Texto fornecido:
====

No requerimento em que deduz o incidente, a requerente invoca que, no processo de regulação das responsabilidades parentais, o requerido ficou obrigado a pagar alimentos ao filho de ambos no montante de €100,00 por mês, a partir de Junho de 2013.
A requerente diz, ainda, que o requerido não pagou as prestações respeitantes aos meses de Junho de 2013 a Junho de 2015 e, também, as dos meses de Outubro e Dezembro de 2015 e de Janeiro de 2016 a Abril do mesmo ano.
Alegando prementes necessidades do filho e, que a última morada que conhece do progenitor é em 468 R..., L 2200 no Luxemburgo, a requerente pede que, caso seja confirmada residência do requerido naquele país, seja accionado o FGADM.

Eis o teor da decisão recorrida: «No presente incidente de incumprimento em que é requerente C... e requerido S..., mostrando-se o requerido ausente no estrangeiro, como decorre do teor do requerimento inicial, a cobrança coerciva dos alimentos deverá ter lugar ao abrigo dos mecanismos ou procedimentos internacionais destinados a efectivar tal cobrança, a desencadear junto da DGAJ enquanto Autoridade Central.
Atento o referido circunstancialismo, não se mostrando viável o funcionamento do art. 48° do RGPTC, nem admissível eventual intervenção do Fundo de Garantia de Alimentos, na medida em que não se demonstra a inviabilidade da cobrança coerciva dos alimentos, impõe-se o arquivamento dos autos.
Pelo exposto, ordeno o arquivamento dos autos.
Custas pela requerente».

====

Registos fornecidos:

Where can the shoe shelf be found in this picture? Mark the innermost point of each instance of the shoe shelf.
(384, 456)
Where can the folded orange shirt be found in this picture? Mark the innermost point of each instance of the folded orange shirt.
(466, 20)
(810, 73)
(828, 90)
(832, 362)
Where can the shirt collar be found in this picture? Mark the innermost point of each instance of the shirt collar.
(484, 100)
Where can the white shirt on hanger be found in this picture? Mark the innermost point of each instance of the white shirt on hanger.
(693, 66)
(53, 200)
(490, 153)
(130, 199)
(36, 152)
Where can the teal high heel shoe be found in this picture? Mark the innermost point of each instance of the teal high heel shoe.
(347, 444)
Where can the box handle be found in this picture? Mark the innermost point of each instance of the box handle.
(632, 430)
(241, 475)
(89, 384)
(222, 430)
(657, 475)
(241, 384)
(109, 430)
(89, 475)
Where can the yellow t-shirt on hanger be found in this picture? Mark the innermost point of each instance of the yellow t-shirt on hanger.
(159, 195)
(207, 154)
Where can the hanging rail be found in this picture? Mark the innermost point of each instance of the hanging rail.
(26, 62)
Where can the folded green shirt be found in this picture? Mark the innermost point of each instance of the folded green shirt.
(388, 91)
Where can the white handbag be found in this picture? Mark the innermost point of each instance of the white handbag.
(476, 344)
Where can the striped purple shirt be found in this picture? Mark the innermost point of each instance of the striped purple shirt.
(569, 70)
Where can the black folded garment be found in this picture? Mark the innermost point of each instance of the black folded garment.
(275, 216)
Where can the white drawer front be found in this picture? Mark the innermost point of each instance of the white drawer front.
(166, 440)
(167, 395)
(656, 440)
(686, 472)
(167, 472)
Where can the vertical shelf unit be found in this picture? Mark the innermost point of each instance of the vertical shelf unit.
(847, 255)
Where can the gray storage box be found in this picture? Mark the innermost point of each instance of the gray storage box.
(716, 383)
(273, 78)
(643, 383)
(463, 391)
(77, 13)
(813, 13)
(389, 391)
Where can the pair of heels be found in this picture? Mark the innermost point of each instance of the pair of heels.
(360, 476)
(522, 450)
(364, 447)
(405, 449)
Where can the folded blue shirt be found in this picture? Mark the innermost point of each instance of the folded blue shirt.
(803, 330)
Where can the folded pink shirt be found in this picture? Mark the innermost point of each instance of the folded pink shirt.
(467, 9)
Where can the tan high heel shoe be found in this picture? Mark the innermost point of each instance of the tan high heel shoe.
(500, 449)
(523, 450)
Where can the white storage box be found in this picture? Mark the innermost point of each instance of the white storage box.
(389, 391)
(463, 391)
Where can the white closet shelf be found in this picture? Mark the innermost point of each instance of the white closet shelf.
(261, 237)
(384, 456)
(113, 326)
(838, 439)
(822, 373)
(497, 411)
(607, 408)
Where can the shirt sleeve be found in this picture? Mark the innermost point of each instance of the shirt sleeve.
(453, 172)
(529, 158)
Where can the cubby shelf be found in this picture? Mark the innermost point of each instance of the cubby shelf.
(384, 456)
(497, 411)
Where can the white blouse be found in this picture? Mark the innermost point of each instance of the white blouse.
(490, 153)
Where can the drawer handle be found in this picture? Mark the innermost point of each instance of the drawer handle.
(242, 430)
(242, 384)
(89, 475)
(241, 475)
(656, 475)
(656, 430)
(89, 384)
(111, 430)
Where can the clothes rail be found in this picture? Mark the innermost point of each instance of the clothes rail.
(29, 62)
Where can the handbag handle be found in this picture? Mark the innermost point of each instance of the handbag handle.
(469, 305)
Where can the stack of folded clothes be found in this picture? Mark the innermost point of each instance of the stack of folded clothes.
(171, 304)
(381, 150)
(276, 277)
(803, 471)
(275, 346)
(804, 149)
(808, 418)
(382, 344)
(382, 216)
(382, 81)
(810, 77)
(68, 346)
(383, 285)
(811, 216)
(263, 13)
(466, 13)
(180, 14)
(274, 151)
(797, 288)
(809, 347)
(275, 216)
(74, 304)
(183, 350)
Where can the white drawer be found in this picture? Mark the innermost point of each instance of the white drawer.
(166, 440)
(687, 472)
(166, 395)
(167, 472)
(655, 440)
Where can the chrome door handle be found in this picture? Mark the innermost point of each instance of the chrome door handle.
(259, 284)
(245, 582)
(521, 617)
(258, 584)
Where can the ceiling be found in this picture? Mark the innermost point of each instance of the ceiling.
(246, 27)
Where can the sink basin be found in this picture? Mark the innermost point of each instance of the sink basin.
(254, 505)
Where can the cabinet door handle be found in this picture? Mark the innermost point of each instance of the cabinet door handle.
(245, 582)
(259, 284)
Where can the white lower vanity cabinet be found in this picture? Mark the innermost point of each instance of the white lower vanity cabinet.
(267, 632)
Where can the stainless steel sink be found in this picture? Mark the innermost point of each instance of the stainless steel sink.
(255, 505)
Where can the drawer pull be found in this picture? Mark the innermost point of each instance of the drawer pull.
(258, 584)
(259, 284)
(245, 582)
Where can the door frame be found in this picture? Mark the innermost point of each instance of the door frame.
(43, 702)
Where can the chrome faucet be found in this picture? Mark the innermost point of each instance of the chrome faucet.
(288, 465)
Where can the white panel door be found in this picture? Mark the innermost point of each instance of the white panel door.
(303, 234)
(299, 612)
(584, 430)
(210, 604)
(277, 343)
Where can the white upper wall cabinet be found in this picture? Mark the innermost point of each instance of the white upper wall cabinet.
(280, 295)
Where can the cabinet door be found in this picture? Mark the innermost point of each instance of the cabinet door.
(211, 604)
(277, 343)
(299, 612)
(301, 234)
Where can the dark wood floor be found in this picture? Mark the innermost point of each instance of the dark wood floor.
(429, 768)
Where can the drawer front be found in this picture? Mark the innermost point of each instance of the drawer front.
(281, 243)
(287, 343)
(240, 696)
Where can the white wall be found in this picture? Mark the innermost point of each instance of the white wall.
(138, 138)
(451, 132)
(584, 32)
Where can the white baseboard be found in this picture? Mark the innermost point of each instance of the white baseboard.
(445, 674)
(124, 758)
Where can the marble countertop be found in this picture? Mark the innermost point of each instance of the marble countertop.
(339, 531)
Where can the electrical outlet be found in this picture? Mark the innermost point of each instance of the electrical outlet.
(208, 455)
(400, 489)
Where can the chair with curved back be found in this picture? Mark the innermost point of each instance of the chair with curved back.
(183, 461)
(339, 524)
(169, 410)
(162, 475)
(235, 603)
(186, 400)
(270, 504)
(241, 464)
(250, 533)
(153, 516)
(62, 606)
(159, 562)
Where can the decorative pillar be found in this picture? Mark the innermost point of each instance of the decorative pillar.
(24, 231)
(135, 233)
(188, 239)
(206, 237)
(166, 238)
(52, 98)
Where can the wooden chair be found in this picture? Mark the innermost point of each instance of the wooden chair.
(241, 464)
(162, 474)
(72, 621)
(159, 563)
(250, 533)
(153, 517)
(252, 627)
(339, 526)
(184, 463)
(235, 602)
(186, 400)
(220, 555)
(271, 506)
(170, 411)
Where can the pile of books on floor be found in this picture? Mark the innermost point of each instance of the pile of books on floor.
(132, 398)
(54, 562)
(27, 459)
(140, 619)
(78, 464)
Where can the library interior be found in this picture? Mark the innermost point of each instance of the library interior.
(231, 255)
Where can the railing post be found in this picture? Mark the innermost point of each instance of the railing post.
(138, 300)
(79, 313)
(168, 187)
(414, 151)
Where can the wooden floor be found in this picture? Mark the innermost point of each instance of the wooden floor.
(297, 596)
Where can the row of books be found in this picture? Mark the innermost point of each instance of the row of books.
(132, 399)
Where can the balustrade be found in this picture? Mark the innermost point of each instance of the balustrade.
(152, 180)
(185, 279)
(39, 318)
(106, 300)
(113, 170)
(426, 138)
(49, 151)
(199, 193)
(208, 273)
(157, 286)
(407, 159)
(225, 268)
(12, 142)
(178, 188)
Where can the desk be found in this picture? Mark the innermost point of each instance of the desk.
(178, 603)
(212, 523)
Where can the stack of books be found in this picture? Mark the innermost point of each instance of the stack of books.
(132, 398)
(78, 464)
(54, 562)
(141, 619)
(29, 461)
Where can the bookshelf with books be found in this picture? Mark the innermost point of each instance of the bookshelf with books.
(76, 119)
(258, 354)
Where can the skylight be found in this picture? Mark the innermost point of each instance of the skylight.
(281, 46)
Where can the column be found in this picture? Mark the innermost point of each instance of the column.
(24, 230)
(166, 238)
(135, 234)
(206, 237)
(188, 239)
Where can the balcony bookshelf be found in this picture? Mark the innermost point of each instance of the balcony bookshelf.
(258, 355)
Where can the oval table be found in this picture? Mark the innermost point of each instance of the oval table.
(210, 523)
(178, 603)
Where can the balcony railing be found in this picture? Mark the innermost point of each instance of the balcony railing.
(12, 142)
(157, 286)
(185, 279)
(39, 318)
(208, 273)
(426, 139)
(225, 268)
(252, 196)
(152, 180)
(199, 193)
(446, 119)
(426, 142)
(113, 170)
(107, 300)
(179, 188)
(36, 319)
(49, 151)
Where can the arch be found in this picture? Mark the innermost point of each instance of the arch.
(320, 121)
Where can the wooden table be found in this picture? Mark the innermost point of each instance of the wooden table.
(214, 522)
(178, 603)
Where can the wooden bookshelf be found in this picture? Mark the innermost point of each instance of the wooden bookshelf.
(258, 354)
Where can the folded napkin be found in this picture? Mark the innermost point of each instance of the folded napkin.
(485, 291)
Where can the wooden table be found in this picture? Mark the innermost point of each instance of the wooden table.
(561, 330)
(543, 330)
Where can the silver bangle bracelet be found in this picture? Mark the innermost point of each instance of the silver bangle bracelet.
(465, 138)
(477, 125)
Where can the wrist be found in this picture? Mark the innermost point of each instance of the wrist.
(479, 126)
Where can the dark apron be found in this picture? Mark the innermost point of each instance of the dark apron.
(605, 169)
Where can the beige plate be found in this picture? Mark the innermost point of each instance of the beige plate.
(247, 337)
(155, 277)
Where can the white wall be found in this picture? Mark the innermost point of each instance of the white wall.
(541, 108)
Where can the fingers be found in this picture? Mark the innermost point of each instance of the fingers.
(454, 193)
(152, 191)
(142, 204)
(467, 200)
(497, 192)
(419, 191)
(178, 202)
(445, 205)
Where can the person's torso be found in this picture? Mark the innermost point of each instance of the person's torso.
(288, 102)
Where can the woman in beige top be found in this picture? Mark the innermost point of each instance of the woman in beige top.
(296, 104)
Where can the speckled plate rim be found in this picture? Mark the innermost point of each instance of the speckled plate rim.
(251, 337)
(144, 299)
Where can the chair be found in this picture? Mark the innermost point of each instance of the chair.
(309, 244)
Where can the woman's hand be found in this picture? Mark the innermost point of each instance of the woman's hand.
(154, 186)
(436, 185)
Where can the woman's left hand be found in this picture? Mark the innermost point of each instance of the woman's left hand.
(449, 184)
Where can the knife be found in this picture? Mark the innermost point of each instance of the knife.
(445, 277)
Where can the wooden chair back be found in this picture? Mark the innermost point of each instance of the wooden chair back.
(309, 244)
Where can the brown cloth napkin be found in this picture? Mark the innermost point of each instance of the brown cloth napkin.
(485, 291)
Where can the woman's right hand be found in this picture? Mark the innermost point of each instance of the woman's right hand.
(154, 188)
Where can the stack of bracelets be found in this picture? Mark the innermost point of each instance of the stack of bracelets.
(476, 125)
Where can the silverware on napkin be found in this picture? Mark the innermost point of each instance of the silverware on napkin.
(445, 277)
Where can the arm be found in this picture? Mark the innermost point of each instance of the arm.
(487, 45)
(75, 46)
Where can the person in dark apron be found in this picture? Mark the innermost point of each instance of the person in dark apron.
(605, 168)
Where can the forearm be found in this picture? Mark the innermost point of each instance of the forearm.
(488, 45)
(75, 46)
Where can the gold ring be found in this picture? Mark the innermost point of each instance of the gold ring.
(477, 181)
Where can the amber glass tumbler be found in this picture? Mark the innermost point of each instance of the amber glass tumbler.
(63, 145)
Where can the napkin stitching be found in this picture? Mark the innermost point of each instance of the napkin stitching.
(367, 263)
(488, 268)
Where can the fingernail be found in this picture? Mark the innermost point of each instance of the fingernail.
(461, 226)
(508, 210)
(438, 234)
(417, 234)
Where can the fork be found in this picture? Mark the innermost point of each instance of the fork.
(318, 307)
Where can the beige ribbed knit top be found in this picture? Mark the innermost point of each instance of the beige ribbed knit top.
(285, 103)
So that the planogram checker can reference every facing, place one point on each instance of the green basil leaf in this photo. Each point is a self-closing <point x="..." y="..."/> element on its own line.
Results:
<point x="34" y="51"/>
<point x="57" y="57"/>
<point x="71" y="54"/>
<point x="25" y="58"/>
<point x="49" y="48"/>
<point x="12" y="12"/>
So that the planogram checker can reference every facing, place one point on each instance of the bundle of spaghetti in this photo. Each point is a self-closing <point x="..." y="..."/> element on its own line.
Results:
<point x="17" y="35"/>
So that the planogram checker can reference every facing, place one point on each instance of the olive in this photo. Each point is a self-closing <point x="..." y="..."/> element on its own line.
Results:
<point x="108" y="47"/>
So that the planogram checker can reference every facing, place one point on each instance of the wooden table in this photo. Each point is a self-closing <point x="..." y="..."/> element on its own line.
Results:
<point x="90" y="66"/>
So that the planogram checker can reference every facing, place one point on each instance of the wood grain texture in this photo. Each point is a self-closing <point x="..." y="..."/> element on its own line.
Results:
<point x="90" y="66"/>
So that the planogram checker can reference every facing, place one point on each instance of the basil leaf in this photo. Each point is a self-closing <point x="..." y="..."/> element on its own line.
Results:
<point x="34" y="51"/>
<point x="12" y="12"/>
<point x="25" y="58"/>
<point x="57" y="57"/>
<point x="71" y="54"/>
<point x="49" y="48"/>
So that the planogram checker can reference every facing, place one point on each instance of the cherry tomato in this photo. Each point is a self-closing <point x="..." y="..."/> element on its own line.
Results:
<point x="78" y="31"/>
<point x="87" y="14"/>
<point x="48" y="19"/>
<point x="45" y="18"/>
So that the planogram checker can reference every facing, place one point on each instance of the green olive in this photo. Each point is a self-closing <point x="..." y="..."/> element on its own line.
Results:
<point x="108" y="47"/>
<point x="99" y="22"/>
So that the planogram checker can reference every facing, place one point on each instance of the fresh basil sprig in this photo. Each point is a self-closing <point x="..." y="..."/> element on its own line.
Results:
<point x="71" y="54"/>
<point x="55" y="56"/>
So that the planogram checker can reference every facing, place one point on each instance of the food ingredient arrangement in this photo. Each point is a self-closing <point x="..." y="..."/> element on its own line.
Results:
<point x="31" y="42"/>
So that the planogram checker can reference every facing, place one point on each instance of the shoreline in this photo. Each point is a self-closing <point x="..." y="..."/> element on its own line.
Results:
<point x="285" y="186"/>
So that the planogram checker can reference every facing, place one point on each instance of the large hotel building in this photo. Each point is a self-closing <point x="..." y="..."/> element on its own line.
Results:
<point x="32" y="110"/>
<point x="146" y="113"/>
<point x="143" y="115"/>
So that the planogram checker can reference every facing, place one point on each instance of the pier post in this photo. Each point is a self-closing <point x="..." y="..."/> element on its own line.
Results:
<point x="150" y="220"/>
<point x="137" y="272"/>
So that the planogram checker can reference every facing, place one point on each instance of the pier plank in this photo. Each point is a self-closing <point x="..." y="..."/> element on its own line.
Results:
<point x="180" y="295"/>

====

Conjunto de exercícios:
A. No trecho do texto sobre o incidente de incumprimento que vai de "Eis o teor da" até "enquanto Autoridade Central.", troque "cobrança coerciva" por "cobrança forçada" e apresente o trecho resultante.
B. Prossiga o texto sobre o incidente de incumprimento a partir do ponto em que termina.

Respostas aos exercícios:
A.
Eis o teor da decisão recorrida: «No presente incidente de incumprimento em que é requerente C... e requerido S..., mostrando-se o requerido ausente no estrangeiro, como decorre do teor do requerimento inicial, a cobrança forçada dos alimentos deverá ter lugar ao abrigo dos mecanismos ou procedimentos internacionais destinados a efectivar tal cobrança, a desencadear junto da DGAJ enquanto Autoridade Central.

B.
No recurso que interpôs daquela transcrita decisão, a apelante concluiu as suas alegações da forma que segue:
1. Encontra-se preenchido o requisito previsto na 2a parte da alínea a) do n°1 do art. 3° do DL n° 164/99 de 13 de Maio, ou seja, não ser possível a satisfação pelo credor das quantias em dívida, pelas formas previstas no art. 189° da O.T.M. (48° do RGPTC).
2. Ainda que o devedor de prestações de alimentos resida no estrangeiro, tal não inviabiliza que o FGA suporte as prestações de alimentos devidas a menor.
3. O meio previsto no art. 48° do RGPTC é um meio específico de cobrança que só atinge os rendimentos auferidos pelo devedor, sendo que para atingir outros bens do mesmo, ter-se-á de seguir pela acção executiva e inerente penhora.
4. Encontram-se preenchidos todos os pressupostos do art. 1° da Lei 75/98 de 19/11 e art. 3°, n°1, al. a) do DL n° 164/99 de 13/05, devendo assim, citado o Requerido, ser verificado o incumprimento e, promovidas as diligências necessárias e respectivo inquérito, ser fixado o montante da prestação de alimentos que o Estado, através do Fundo de Garantia de Alimentos Devidos a Menores, deve prestar ao menor em substituição do requerido.
5. A impossibilidade da satisfação pelo devedor das quantias em dívida, enquanto requisito para que o Estado, através do Fundo de Garantia de Alimentos Devidos a Menores (FGDAM) suporte as prestações de alimentos devidos a menor residente em Portugal, traduzindo a necessidade de uma tutela urgente e eficaz a cargo do Estado, verifica-se quando da factualidade provada resulta que não é viável com o recurso a procedimento previsto no art. 48° do RGPTC obter a cobrança coerciva das prestações alimentares vencidas e vincendas (incidente de descontos intra-processual).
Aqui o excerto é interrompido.